* Your assignment
Wherever pictures occur in the entries below, leave them out and retype the rest exactly.

* Data for processing
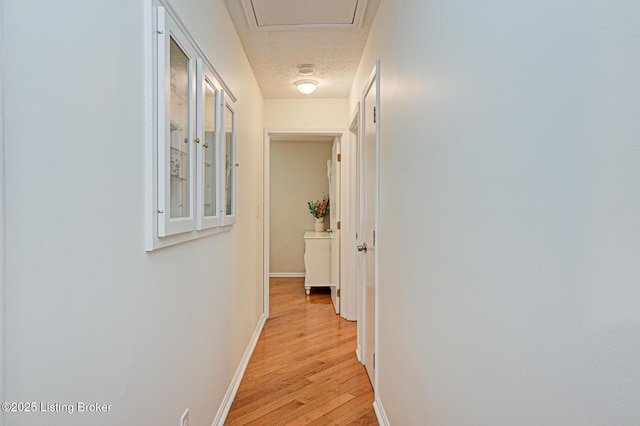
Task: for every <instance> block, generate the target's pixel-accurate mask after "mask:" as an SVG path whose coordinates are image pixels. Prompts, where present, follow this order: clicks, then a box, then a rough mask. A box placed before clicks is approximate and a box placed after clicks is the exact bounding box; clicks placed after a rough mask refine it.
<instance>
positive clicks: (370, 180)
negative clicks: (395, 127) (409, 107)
mask: <svg viewBox="0 0 640 426" xmlns="http://www.w3.org/2000/svg"><path fill="white" fill-rule="evenodd" d="M363 97H364V99H363V102H362V129H363V136H364V137H363V138H362V139H361V151H360V152H361V156H360V159H361V161H360V173H361V176H362V179H360V183H361V188H360V191H359V193H360V220H361V223H360V225H361V227H360V232H359V235H358V251H359V252H360V258H361V268H362V269H360V270H359V272H360V273H361V284H360V285H361V286H362V289H363V299H362V300H363V306H362V308H363V312H362V315H363V317H362V319H363V324H362V328H363V334H364V336H363V337H364V339H363V342H362V344H363V348H362V349H363V355H364V365H365V367H366V369H367V374H368V375H369V380H371V384H372V385H373V388H374V391H375V389H376V388H377V386H376V380H375V368H376V359H375V353H376V340H377V273H378V268H377V254H376V231H377V227H378V152H379V149H378V148H379V143H378V126H379V119H378V114H379V107H378V63H376V69H375V70H374V73H373V74H372V77H371V79H370V81H369V84H368V85H367V87H366V88H365V91H364V95H363Z"/></svg>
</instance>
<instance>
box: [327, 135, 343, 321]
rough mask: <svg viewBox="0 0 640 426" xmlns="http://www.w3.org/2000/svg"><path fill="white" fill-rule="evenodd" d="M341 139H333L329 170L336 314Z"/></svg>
mask: <svg viewBox="0 0 640 426" xmlns="http://www.w3.org/2000/svg"><path fill="white" fill-rule="evenodd" d="M339 154H340V139H339V138H336V139H335V140H334V141H333V148H332V149H331V170H330V171H329V176H330V178H329V200H330V201H329V203H330V204H329V205H330V217H331V223H330V225H329V229H330V230H331V233H330V234H329V235H331V300H332V301H333V307H334V309H335V310H336V314H339V313H340V230H339V229H338V222H339V221H340V162H339V161H338V155H339Z"/></svg>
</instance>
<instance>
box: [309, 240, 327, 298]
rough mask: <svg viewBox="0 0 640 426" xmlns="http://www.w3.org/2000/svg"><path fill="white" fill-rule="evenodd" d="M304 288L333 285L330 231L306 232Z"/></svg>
mask: <svg viewBox="0 0 640 426" xmlns="http://www.w3.org/2000/svg"><path fill="white" fill-rule="evenodd" d="M304 267H305V271H306V272H305V278H304V288H305V289H306V290H307V294H309V292H310V291H311V287H329V286H331V236H330V234H329V233H328V232H314V231H307V232H305V233H304Z"/></svg>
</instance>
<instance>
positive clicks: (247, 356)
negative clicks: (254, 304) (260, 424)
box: [212, 314, 267, 426]
mask: <svg viewBox="0 0 640 426" xmlns="http://www.w3.org/2000/svg"><path fill="white" fill-rule="evenodd" d="M266 320H267V317H266V316H265V314H262V317H260V321H258V325H256V329H255V330H254V332H253V336H251V340H250V341H249V344H248V345H247V349H246V350H245V351H244V355H243V356H242V359H241V360H240V365H238V369H237V370H236V374H235V375H234V376H233V379H232V380H231V384H229V388H228V389H227V393H226V394H225V396H224V399H223V400H222V404H220V408H219V409H218V413H216V417H215V418H214V419H213V423H212V426H222V425H224V422H225V420H226V419H227V415H228V414H229V410H230V409H231V404H233V399H234V398H235V397H236V393H237V392H238V387H239V386H240V382H241V381H242V377H243V376H244V372H245V370H246V369H247V365H249V360H250V359H251V355H252V354H253V350H254V349H255V347H256V344H257V343H258V339H259V338H260V333H262V328H263V327H264V323H265V321H266Z"/></svg>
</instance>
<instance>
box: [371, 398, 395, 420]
mask: <svg viewBox="0 0 640 426" xmlns="http://www.w3.org/2000/svg"><path fill="white" fill-rule="evenodd" d="M373 411H375V412H376V418H377V419H378V423H380V424H381V425H382V426H390V425H391V423H389V418H388V417H387V413H385V412H384V408H383V407H382V401H380V396H379V395H378V396H376V399H375V400H374V401H373Z"/></svg>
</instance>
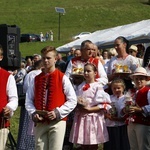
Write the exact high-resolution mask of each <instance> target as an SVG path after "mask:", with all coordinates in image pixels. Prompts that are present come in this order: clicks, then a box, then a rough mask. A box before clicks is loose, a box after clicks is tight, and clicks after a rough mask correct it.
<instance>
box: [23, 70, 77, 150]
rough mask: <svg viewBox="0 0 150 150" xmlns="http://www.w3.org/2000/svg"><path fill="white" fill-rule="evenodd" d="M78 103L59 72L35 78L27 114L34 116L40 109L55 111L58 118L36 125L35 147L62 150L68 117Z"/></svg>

* Task solution
Task: for every <instance> block, generate the target's pixel-accurate mask after "mask:" as an SVG path whose coordinates are image pixels. Prompts, where present, follow this order: clicks, then a box, then a rough mask. A box placed before clicks is approximate and a box placed after clicks is the exact bounding box; clicks placed after a rough mask refine it.
<instance>
positive clicks: (370, 180)
negative clicks: (395, 127) (409, 107)
mask: <svg viewBox="0 0 640 426" xmlns="http://www.w3.org/2000/svg"><path fill="white" fill-rule="evenodd" d="M363 97H364V99H363V102H362V129H363V136H364V137H363V138H362V139H361V151H360V152H361V156H360V159H361V161H360V173H361V176H362V179H360V183H361V188H360V191H359V193H360V220H361V223H360V225H361V227H360V232H359V235H358V251H359V252H360V258H361V268H362V269H360V270H359V272H360V273H361V284H360V285H361V286H362V289H363V299H362V300H363V306H362V308H363V312H362V315H363V317H362V319H363V324H362V328H363V334H364V336H363V337H364V339H363V342H362V344H363V348H362V349H363V355H364V365H365V367H366V369H367V374H368V375H369V380H371V384H372V385H373V388H374V391H375V389H376V388H377V386H376V380H375V368H376V359H375V353H376V340H377V273H378V268H377V254H376V231H377V227H378V152H379V149H378V148H379V143H378V126H379V119H378V114H379V107H378V63H376V69H375V70H374V73H373V74H372V77H371V79H370V81H369V84H368V85H367V87H366V88H365V91H364V95H363Z"/></svg>
</instance>
<instance>
box: [327, 135, 343, 321]
rough mask: <svg viewBox="0 0 640 426" xmlns="http://www.w3.org/2000/svg"><path fill="white" fill-rule="evenodd" d="M341 139H333L329 170L336 314Z"/></svg>
mask: <svg viewBox="0 0 640 426" xmlns="http://www.w3.org/2000/svg"><path fill="white" fill-rule="evenodd" d="M339 154H340V139H339V138H336V139H335V140H334V141H333V148H332V149H331V170H330V171H329V176H330V178H329V200H330V201H329V203H330V204H329V205H330V217H331V223H330V225H329V229H330V230H331V233H330V234H329V235H331V300H332V301H333V307H334V309H335V310H336V314H339V313H340V230H339V229H338V222H339V221H340V162H339V161H338V155H339Z"/></svg>
</instance>
<instance>
box: [309, 240, 327, 298]
rough mask: <svg viewBox="0 0 640 426" xmlns="http://www.w3.org/2000/svg"><path fill="white" fill-rule="evenodd" d="M304 288L333 285L330 231L306 232Z"/></svg>
mask: <svg viewBox="0 0 640 426" xmlns="http://www.w3.org/2000/svg"><path fill="white" fill-rule="evenodd" d="M304 267H305V271H306V272H305V278H304V288H305V289H306V290H307V294H309V292H310V291H311V287H329V286H331V236H330V234H329V233H328V232H314V231H307V232H305V233H304Z"/></svg>
</instance>
<instance>
positive clicks: (247, 356)
negative clicks: (254, 304) (260, 424)
box: [212, 314, 267, 426]
mask: <svg viewBox="0 0 640 426" xmlns="http://www.w3.org/2000/svg"><path fill="white" fill-rule="evenodd" d="M266 320H267V317H266V316H265V314H262V317H260V321H258V325H256V329H255V330H254V332H253V336H251V340H250V341H249V344H248V345H247V349H246V350H245V351H244V355H243V356H242V359H241V360H240V365H238V369H237V370H236V374H235V375H234V376H233V379H232V380H231V384H229V388H228V389H227V393H226V394H225V396H224V399H223V400H222V404H220V408H219V409H218V413H216V417H215V418H214V419H213V423H212V426H222V425H224V422H225V420H226V419H227V415H228V414H229V410H230V409H231V404H233V399H234V398H235V397H236V393H237V392H238V387H239V386H240V382H241V381H242V377H243V376H244V372H245V370H246V369H247V365H249V360H250V359H251V355H252V354H253V350H254V349H255V347H256V344H257V343H258V339H259V338H260V333H262V328H263V327H264V323H265V321H266Z"/></svg>
</instance>
<instance>
box: [371, 398, 395, 420]
mask: <svg viewBox="0 0 640 426" xmlns="http://www.w3.org/2000/svg"><path fill="white" fill-rule="evenodd" d="M373 411H375V412H376V418H377V419H378V423H380V424H381V425H382V426H390V425H391V423H389V418H388V417H387V413H385V412H384V408H383V407H382V401H380V396H379V395H378V396H376V399H375V400H374V401H373Z"/></svg>
</instance>
Write the exact high-resolution mask of each <instance> target as an SVG path after "mask:", with all coordinates in image pixels. Prompts that are present come in this order: clicks, then a box, then a rough mask. A box before clicks is loose, a box after clicks is tight, and clicks after a rough mask correct it.
<instance>
box: [23, 70, 77, 150]
rough mask: <svg viewBox="0 0 150 150" xmlns="http://www.w3.org/2000/svg"><path fill="white" fill-rule="evenodd" d="M78 103L59 72L35 78L27 114L34 116L40 109L55 111L58 118L36 125L35 147L62 150L68 117Z"/></svg>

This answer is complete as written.